*** Begin section ***

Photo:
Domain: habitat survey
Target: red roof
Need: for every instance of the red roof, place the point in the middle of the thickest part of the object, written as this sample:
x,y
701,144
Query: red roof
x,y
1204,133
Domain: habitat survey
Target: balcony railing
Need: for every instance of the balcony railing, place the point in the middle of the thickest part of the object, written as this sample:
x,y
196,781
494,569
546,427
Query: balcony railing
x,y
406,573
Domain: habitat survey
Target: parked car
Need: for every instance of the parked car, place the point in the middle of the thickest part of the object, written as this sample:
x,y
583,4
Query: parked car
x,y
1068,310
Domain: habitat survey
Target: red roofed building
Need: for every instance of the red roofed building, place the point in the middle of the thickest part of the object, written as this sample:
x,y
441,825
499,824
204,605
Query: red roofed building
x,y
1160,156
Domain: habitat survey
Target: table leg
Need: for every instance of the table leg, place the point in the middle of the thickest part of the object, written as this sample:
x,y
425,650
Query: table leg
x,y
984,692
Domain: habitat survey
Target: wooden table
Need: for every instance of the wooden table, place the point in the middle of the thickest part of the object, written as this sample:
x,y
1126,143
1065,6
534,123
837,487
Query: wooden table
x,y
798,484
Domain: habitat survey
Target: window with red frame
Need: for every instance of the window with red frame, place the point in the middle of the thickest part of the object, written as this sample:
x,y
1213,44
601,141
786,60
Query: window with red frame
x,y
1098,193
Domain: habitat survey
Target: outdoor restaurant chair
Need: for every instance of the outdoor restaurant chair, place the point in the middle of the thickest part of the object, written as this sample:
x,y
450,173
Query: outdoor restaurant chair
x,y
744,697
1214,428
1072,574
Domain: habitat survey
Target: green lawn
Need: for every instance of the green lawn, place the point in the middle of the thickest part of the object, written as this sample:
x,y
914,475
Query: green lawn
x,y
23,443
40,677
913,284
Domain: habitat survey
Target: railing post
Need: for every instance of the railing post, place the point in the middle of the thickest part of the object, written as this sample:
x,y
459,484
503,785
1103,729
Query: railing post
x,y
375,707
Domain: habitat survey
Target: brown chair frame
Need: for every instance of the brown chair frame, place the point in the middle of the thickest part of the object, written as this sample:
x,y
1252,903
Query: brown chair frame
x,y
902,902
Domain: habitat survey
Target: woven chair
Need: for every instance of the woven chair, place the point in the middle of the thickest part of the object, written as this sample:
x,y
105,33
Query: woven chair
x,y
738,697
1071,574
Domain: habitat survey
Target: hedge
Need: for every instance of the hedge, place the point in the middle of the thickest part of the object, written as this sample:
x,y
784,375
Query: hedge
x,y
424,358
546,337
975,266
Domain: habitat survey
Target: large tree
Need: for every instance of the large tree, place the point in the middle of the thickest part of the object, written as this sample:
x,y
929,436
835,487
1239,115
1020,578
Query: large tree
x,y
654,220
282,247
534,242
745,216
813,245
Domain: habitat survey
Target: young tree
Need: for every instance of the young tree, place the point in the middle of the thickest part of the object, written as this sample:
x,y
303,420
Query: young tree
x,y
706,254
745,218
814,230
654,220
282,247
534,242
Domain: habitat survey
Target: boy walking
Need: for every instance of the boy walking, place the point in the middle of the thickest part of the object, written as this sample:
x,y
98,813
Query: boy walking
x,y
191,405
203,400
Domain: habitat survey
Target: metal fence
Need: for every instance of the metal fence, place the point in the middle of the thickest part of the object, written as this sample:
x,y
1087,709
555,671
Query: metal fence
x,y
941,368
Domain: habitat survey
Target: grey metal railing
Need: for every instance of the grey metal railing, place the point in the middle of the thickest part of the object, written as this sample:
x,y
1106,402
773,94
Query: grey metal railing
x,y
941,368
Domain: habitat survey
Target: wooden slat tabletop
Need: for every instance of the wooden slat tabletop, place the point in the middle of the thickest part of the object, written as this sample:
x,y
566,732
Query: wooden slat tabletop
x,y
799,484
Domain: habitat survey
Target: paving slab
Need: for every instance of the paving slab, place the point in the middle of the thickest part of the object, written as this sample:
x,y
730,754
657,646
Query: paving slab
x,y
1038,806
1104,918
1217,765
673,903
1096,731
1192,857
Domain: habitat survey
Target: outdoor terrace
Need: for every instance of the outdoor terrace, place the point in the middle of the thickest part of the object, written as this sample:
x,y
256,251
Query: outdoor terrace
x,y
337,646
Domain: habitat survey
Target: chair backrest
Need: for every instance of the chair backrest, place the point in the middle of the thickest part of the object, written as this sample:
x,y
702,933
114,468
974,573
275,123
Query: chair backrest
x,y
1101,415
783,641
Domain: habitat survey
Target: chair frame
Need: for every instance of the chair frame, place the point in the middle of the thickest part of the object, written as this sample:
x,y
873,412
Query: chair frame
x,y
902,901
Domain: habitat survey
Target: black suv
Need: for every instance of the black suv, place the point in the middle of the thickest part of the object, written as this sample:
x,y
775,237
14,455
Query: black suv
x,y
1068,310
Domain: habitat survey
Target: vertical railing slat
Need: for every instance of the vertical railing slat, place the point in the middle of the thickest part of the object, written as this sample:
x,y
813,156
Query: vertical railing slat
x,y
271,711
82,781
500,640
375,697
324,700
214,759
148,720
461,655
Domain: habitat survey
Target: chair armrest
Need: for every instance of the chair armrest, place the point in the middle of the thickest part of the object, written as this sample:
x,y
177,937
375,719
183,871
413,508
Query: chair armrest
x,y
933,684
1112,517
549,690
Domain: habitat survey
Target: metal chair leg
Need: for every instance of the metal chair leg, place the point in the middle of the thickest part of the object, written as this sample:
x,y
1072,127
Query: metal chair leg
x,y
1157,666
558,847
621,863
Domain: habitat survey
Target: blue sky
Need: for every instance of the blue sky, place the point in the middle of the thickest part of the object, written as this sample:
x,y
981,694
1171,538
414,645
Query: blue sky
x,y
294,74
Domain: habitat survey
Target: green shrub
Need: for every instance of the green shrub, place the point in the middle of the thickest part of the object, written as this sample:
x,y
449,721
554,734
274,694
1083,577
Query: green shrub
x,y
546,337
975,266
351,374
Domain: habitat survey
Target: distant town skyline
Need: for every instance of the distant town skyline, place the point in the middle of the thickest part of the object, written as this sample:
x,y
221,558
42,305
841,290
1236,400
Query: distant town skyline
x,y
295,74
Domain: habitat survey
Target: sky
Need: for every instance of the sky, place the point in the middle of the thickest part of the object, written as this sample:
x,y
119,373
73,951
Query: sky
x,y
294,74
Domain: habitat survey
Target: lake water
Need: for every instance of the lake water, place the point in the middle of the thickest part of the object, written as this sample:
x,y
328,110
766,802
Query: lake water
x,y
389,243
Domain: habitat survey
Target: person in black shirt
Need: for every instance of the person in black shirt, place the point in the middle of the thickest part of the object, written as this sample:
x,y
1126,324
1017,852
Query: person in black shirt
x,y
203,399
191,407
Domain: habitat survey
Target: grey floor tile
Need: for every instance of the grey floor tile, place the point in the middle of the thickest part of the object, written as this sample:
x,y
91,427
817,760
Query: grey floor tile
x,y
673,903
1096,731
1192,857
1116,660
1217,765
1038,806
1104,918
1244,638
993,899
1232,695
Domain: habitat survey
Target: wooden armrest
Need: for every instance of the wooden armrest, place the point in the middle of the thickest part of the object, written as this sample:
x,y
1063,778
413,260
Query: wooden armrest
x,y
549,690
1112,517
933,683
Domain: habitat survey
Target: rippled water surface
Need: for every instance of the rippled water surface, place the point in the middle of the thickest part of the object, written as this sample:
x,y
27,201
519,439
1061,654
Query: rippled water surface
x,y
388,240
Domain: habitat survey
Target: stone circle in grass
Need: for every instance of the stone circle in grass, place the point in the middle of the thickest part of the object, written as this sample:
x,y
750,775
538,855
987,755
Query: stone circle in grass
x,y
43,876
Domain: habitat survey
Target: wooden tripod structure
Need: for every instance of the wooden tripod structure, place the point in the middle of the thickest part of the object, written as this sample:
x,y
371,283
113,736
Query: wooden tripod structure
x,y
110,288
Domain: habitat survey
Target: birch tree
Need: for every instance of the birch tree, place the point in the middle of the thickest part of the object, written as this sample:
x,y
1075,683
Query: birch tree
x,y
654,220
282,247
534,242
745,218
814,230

*** End section ***
*** Begin section ***

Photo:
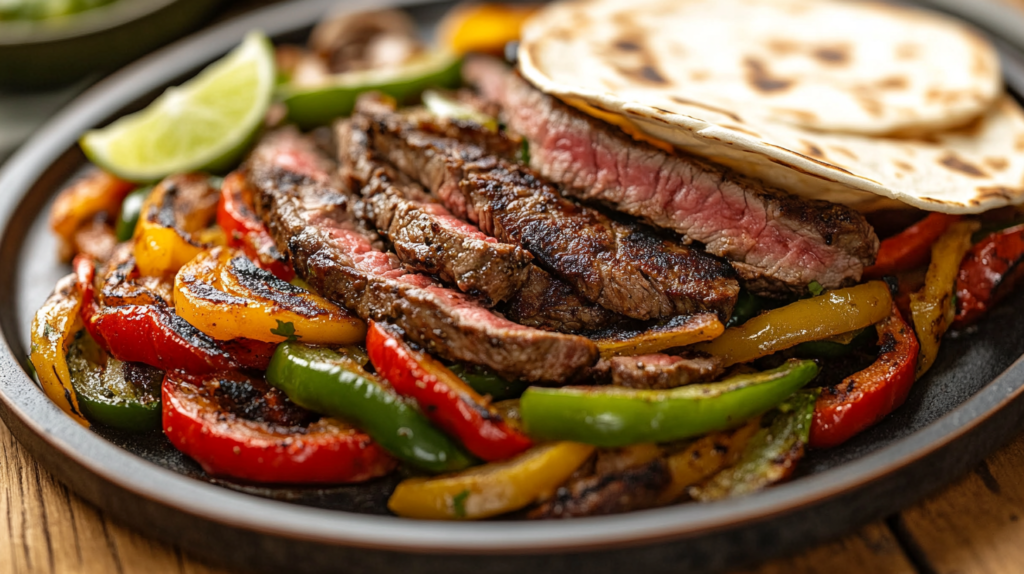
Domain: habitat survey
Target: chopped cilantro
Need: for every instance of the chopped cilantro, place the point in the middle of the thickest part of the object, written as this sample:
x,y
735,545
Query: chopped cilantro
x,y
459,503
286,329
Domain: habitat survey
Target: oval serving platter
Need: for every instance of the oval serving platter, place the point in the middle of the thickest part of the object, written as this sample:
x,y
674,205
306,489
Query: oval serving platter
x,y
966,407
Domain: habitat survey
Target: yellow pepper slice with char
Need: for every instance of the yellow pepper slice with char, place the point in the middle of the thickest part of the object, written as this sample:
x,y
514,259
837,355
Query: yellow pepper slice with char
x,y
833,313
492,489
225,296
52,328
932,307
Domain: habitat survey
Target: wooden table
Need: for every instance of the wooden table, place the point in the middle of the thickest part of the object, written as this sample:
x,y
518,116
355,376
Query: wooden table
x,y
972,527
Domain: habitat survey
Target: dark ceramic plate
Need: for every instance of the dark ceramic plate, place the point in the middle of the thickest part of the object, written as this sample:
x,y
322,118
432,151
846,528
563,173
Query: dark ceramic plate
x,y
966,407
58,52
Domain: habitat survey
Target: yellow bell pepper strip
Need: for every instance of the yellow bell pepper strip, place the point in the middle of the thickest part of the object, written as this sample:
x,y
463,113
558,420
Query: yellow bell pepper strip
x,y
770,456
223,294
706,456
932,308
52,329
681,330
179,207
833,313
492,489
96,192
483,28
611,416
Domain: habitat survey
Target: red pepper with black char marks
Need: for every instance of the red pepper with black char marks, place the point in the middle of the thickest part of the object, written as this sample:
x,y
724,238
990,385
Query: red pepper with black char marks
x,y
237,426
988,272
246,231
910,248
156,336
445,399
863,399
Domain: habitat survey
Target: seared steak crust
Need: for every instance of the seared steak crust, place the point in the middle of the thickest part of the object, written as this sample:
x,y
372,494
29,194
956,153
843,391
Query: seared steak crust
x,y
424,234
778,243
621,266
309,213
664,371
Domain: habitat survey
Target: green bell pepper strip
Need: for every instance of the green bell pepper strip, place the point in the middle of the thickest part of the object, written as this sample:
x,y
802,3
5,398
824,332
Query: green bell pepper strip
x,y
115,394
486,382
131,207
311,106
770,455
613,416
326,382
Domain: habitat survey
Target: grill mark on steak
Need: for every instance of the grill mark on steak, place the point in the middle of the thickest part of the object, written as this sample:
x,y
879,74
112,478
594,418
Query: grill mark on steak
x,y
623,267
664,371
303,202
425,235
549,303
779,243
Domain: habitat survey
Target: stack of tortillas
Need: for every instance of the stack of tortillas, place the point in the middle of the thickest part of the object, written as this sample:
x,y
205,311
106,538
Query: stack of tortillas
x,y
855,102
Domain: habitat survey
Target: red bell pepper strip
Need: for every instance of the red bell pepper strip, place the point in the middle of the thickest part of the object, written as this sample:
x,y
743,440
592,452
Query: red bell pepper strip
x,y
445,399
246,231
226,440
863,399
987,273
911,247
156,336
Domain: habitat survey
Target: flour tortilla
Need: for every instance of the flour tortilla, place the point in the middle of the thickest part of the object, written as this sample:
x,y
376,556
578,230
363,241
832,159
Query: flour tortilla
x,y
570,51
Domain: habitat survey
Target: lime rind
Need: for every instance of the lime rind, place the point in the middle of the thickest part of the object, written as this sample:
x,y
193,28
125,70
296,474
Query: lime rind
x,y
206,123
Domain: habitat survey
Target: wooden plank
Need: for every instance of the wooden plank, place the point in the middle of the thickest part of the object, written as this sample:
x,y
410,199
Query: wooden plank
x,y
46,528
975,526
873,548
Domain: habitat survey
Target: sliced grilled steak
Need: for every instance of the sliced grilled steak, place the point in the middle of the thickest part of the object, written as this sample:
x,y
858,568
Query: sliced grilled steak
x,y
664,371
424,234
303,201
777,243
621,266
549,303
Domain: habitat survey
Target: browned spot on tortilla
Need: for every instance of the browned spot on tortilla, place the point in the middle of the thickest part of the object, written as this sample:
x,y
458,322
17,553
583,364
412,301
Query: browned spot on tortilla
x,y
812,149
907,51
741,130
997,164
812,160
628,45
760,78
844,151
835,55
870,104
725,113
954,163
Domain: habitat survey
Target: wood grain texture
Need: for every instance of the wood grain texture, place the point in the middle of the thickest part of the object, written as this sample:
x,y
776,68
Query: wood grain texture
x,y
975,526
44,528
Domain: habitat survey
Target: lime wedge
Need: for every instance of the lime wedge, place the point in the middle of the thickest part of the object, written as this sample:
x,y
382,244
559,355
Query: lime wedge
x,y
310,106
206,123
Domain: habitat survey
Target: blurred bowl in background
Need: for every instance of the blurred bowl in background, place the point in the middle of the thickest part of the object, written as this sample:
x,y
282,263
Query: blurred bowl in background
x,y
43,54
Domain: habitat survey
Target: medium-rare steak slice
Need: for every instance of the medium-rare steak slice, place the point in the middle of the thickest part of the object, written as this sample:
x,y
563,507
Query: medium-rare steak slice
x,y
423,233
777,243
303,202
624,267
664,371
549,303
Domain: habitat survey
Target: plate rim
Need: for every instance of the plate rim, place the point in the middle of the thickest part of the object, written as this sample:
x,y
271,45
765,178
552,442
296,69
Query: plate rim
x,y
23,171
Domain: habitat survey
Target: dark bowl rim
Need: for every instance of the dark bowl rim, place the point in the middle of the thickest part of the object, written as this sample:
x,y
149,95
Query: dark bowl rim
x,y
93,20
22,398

*** End section ***

Your answer should be the lines above, from the line containing "Target: brown chair frame" up to and including the line containing "Target: boy walking", reproduced exactly and with nothing else.

Target: brown chair frame
Need: for every instance of the brown chair frame, place the point in the middle of the thickest part of the object, written as this sample:
x,y
1252,903
Query: brown chair frame
x,y
902,902
Domain: habitat survey
Target: woven chair
Need: for every instance of the woven chair, place the point in the middle of the thickest part of the object, written as this sample:
x,y
105,33
Query: woven chair
x,y
738,697
1071,574
Domain: habitat survey
Target: hedge
Need: for every instance of the hedge, place the point in the middle of the thickest part of the object, written as this sample:
x,y
784,375
Query: hedge
x,y
424,358
546,337
975,266
Domain: habitat survey
Target: large tree
Need: for every instance of the large tree, place the point in the middle of the thickest part of the object, written as this sample:
x,y
929,436
835,487
1239,115
1020,578
Query: large tree
x,y
654,220
282,247
534,242
745,216
813,245
Domain: habitat survey
Target: young tree
Need: for every instance of the young tree, place the point in the middle of the thickest part of the object, written as this sample:
x,y
303,420
Query: young tree
x,y
706,254
745,218
814,230
654,220
282,247
534,242
Domain: habitat survey
Target: boy walking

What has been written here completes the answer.